» Selection:
"""

The most explicit death in The Last of Us is when the Bloater rips Joel’s face apart, and even then, we only get a couple of animated frames. Again, the worst part of these scenes is not what you actually see (which isn’t much), but what your imagination fills in for you.

There’s one, small variation to these death scenes. If Joel catches on fire, the diegetic sound continues for several more seconds after the screen cuts to black. We hear Joel’s agonised screams as he’s burning. Troy Baker, Joel’s voice actor, recorded several different audio takes of this death animation, and you appreciate its variation over the course of multiple playthroughs. It seems that no death by fire hurts in exactly the same way.

Great entertainers trust their audience’s imagination and exercise restraint. On the season finale of Games of Thrones, we don’t see what the Mountain does to Septa Unella, but her screams are enough to make us think the worst. In the film Psycho, the we never see the knife penetrate Janet Leigh’s skin during the famous shower scene. Hitchcock used multiple film cuts to create the impression of a stabbing. That resulted in one of the most iconic, and scariest, film scenes in cinematic history.

"""

Write the next part of the piece on death scenes in The Last of Us, picking up after its final sentence. The rows come from a separate source.

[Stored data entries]

"""

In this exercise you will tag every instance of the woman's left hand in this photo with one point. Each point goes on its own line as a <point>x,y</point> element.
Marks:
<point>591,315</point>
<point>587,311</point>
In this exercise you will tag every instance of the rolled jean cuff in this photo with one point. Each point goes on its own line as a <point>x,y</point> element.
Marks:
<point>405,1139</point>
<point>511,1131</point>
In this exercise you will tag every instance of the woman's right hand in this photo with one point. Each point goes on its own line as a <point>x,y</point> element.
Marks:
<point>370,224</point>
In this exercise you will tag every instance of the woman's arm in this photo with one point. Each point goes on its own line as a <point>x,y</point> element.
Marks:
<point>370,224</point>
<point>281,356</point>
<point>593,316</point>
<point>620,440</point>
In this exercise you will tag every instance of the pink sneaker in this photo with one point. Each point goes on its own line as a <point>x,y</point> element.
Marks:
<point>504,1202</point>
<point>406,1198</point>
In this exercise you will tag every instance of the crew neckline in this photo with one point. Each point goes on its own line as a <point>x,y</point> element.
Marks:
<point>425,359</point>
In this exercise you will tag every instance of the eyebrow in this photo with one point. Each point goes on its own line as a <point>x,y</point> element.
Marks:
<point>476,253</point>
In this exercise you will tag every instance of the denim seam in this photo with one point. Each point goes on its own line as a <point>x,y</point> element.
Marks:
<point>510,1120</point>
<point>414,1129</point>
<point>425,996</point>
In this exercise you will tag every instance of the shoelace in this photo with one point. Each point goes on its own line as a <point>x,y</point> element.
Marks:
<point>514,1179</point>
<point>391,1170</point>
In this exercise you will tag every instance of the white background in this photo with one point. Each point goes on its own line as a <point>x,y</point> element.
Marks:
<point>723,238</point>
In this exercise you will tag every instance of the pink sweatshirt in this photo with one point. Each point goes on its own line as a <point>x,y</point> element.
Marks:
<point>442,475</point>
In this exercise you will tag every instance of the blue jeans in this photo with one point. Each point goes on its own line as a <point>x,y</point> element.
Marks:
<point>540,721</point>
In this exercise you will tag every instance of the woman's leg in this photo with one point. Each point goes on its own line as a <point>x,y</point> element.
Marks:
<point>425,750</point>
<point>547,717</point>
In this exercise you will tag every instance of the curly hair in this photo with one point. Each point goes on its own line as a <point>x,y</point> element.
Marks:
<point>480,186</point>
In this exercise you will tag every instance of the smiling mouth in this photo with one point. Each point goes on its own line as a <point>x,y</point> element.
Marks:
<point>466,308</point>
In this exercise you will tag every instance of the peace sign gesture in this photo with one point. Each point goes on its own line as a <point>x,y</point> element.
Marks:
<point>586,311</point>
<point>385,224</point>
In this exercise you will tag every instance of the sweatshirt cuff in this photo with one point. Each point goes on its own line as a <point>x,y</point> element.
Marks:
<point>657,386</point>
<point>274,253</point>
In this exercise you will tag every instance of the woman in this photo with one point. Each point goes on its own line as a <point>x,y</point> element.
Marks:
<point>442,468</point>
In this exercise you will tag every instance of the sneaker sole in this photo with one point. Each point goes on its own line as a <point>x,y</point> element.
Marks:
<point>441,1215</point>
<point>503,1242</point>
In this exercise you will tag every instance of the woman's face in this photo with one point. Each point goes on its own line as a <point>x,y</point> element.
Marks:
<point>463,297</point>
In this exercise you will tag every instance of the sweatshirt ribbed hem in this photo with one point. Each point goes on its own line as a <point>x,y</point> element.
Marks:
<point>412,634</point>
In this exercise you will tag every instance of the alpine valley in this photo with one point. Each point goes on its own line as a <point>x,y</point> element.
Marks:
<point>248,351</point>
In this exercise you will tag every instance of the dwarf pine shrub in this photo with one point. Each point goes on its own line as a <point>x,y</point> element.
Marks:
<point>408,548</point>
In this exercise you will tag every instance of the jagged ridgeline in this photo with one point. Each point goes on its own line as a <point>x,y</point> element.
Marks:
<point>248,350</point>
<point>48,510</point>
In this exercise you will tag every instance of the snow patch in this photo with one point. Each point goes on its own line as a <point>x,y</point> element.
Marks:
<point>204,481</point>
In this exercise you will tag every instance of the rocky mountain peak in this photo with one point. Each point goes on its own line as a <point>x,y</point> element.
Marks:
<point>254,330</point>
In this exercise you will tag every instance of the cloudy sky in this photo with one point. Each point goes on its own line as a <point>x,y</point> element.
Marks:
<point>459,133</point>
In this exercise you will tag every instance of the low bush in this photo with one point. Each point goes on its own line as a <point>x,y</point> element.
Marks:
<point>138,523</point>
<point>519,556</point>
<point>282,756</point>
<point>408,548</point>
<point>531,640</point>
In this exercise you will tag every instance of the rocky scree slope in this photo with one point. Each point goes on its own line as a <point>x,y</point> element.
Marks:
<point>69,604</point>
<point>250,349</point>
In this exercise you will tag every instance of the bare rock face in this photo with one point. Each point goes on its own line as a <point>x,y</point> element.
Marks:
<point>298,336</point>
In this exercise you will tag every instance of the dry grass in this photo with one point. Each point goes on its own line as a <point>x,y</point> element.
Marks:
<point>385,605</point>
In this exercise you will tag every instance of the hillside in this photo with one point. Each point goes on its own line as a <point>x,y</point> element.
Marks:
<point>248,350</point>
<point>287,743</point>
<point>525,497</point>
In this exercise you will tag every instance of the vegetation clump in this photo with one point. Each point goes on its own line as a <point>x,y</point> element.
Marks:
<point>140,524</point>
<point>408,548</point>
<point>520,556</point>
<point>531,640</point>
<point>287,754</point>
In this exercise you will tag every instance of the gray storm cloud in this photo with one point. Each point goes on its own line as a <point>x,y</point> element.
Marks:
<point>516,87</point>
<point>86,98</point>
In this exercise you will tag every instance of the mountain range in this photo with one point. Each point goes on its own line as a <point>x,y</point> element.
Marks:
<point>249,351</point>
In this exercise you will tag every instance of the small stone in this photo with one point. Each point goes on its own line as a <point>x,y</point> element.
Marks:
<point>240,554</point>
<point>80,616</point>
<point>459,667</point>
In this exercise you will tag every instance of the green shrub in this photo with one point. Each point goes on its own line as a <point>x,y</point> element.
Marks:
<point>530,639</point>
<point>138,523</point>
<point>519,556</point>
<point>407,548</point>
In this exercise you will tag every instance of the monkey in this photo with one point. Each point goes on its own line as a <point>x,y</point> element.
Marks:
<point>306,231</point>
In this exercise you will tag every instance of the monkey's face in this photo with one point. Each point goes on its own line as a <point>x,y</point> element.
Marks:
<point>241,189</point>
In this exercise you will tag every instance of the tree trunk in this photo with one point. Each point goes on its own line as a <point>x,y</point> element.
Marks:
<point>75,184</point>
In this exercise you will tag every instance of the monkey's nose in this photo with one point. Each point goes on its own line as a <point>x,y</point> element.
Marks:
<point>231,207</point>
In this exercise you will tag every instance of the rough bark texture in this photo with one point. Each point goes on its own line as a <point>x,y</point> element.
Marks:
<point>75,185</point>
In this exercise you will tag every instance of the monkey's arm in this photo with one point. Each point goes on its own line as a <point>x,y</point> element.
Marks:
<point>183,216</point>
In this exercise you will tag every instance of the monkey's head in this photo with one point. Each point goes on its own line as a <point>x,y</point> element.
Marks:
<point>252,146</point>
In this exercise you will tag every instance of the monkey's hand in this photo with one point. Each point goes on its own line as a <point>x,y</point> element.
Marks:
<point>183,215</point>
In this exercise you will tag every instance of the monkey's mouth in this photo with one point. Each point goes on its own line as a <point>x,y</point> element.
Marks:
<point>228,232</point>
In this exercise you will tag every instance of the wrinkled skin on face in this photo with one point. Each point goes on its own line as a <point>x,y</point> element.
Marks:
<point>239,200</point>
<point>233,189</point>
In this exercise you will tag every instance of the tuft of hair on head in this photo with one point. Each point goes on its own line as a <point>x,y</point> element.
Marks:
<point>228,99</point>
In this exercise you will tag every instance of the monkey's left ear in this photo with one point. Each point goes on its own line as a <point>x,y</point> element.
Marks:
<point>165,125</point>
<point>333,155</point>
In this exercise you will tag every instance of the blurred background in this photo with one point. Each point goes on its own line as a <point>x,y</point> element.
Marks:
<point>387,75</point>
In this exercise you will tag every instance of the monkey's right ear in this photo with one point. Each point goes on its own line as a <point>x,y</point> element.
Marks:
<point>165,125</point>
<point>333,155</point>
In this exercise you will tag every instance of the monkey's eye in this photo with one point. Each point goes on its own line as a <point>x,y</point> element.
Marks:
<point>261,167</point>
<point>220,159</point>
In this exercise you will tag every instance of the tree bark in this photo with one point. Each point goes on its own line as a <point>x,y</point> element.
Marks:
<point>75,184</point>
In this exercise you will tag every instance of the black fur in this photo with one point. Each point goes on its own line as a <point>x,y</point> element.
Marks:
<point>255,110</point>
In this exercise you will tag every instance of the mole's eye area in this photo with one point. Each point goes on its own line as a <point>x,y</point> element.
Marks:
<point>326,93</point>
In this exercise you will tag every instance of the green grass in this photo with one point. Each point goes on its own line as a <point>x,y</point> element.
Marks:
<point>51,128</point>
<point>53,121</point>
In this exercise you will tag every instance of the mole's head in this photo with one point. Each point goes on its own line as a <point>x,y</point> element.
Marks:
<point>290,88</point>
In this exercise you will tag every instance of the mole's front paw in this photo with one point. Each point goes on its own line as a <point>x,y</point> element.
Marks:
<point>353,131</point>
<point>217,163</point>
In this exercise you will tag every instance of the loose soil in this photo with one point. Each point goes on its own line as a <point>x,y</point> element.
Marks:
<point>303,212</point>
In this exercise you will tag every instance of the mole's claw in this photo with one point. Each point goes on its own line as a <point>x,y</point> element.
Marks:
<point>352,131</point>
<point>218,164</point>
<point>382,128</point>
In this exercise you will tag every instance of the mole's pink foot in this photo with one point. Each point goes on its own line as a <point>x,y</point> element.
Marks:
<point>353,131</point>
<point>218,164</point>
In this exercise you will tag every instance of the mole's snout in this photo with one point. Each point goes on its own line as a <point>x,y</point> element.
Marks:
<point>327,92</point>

"""

» Expected output:
Game developers should also exercise restraint, not out of some misguided prudery towards violence, but because excessiveness decreases its impact. Blood and gore are storytelling devices, and like all storytelling devices, they must be used discretely, at the right time and in the right place. The more we see these devices exposed, with all their gears and guts on display, the less effective they become.

The Last of Us strikes a perfect balance. Death is secondary to the suffering that leads to it. Rather than zeroing in on the moments with the most blood, the developers zeroed in on the moments when the characters were at their most terrified and helpless. Especially in the horror genre, explicit visuals are a poor substitute for excellent psychology.